### SHORT PROBLEM
Give back all of the data below word for word, line by line, but leave out the pictures.
* begin DATA LINES *
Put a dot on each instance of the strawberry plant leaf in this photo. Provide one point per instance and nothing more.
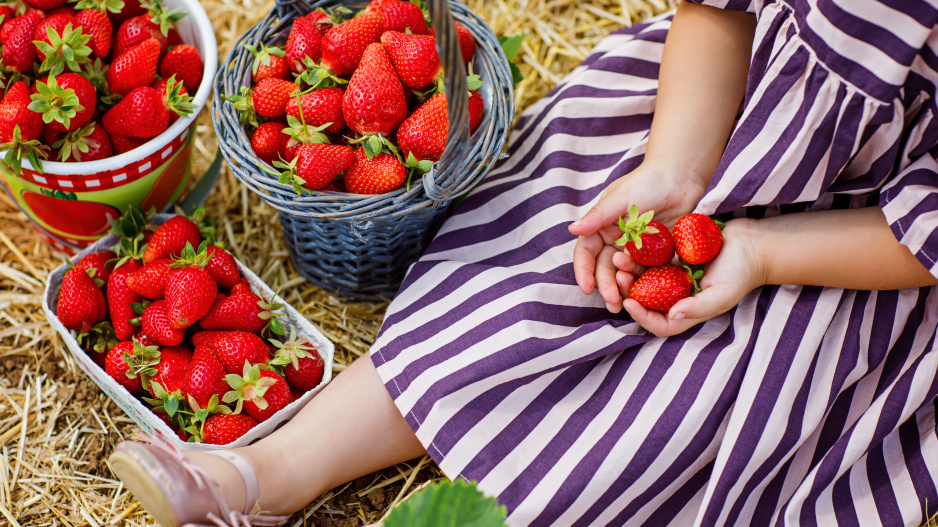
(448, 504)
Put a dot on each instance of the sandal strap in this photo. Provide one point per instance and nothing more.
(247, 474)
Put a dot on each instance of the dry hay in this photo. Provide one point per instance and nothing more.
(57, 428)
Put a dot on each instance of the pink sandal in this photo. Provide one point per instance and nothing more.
* end DATA LINES *
### SOLUTION FOR THIS TASK
Put a dot on each instance of the strawberry plant leaf in this photo. Provide one point per instance and nothing more.
(448, 504)
Put a dot on each instance of the sandal strap in this photo. Provide one point per instance and nothing more.
(247, 474)
Put a dot on each instance of the dry hay in this photo. Provide one point per instance and nothing more.
(57, 428)
Put a dot on each instance of the pink sandal in this photo. Provide one point per instance and nothing more.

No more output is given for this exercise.